Carry on the passage about the Bank of England's rate rise and the FCA's expectations of building societies, starting right after its last line.

===== Passage shown

This happened to be the same day that the Bank of England announced an increase in the base rate, by 0.25%, to 1%. The base rate has not been at 1% since 2009. Only as recently as December 2021 the base rate sat at 0.1%. The past six months have been busy for the Monetary Policy Committee (MPC) of the Bank of England with four rate changes though the books. There is however no sign of things easing off.
The MPC is responsible setting the base rate and decisions on achieving an inflation target, currently 2%. The Minutes of the MPC meeting on 4 May 2022 make for interesting reading. The current rate of inflation is 7% and the MPC anticipate it could rise to 10% by the end of the year (9% in Q2 2022 peaking at 10% by Q4 2022).
The MPC stated that "the majority of that further increase reflects higher household energy prices following the large rise in the Ofgem price cap in April and projected additional large increase in October…The expected rise in CPI inflation also reflects higher food, core goods and services prices."
The MPC also cited issues such as the "significant adverse impact of the sharp rises in global energy and tradable goods prices on most UK households’ real incomes and many UK companies’ profit margins."
With the cost of living at a 30 year high it is not surprising that the FCA used the Building Societies Annual Conference as an opportunity to reiterate their expectations. The FCA told Building Societies that they expect them to:
- Support consumers struggling with personal debt or showing signs of financial difficulty;
- Help consumers obtain advice they need;
- Help consumers avoid falling victims to scams or illegal money lending;
- Encourage borrowers to switch to less costly options, where available;
- Consider how those on fixed rate products can be assisted when rates expire and a sharp hike in prices can be anticipated;
- Engage early with consumers;
- Ensure borrowers are aware that they can get help;
- Train staff to identify and work with vulnerable customers;
- Ensure good outcomes by tailoring forbearance;
- Ensure that fair value is being provided to customers; and
- Help consumers avoid making investments based on misleading or unclear financial promotions.

==========
===== Recorded data

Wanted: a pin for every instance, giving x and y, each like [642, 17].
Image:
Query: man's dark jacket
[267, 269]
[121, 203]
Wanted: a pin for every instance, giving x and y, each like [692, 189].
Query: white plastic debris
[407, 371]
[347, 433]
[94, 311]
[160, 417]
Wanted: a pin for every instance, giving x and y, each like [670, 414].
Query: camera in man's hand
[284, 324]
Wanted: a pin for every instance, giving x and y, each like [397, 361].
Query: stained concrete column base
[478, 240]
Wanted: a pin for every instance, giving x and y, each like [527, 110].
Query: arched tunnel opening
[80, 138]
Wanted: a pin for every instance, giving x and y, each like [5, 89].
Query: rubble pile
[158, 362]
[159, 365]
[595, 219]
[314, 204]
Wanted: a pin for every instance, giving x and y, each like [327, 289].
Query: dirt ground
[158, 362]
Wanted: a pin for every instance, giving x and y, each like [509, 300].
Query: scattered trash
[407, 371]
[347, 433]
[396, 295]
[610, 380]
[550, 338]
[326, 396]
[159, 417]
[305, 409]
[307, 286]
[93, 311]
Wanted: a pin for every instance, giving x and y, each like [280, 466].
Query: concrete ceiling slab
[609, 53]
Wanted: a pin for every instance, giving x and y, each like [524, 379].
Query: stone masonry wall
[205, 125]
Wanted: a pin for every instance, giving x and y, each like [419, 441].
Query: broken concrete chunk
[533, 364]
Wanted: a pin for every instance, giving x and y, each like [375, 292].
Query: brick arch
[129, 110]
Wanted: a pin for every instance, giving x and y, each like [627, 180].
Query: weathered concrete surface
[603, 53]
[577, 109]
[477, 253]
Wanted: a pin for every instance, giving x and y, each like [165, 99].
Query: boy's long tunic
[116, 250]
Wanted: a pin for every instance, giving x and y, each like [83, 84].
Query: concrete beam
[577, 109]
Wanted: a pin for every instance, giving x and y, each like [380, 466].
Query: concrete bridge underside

==========

Task output
Whilst this message was conveyed to Building Societies the FCA no doubt expects all financial services firms to take note. All of the items listed are things that firms should be doing on a daily basis as part of complying with the FCA Handbook.
However, if the Covid-19 Payment Deferrals are anything to go by, firms will need to ensure that they prioritise pre-arrears, collections and financial support functions. The volume of consumers getting in touch is set to rise and consumers will be looking for more contact options so that they can operate through their channel of choice. This comes at time with firms are reviewing customer journeys ahead of the Consumer Duty landing.
The only thing that seems to be certain is that the economic situation will continue to change in unexpected ways, and through all of this the FCA expect firms to support consumers and protect them from harm. All a lot easier said than done!